- **Document**
Newsreaders and other people who only work seven hours a week

WHILE we throw away our lives at work, Sophie Raworth and the like do an hour a day maximum. Here’s the best careers if you like a doss: 


Not only are you doing a couple of bulletins a day with the afternoon off to spend in the pub, the outside reporters and correspondents do all the work finding stories and telling viewers about them. Add in the adverts and weather and sport and it’s maybe 30 minutes graft.


It’s an easy life. Three hours a day of talking a bit then playing a record. And the producer pushes the button that plays the record, and if you’re lucky enough to be on commercial radio they put lengthy ad-breaks before the songs, and on classical radio the songs last 40 minutes. Basically a series of interrupted naps.


A 100-metre sprinter needs to be finishing their only job in around ten seconds. Even if they ran nine races a day that’s 90 seconds. The rest of the time they’re training, but training’s eating pasta and chicken and going for a jog now and again. You only have to work late once every four years, at the Olympics.

- **Data**
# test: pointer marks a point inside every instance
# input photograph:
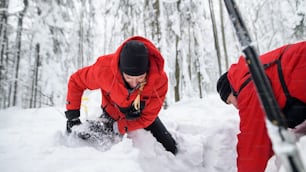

- **Exercise**
Output the passage of the easy-jobs article above verbatim, beginning at the words "Newsreaders and other" and stopping after "30 minutes graft.".

- **Final result**
Newsreaders and other people who only work seven hours a week

WHILE we throw away our lives at work, Sophie Raworth and the like do an hour a day maximum. Here’s the best careers if you like a doss: 


Not only are you doing a couple of bulletins a day with the afternoon off to spend in the pub, the outside reporters and correspondents do all the work finding stories and telling viewers about them. Add in the adverts and weather and sport and it’s maybe 30 minutes graft.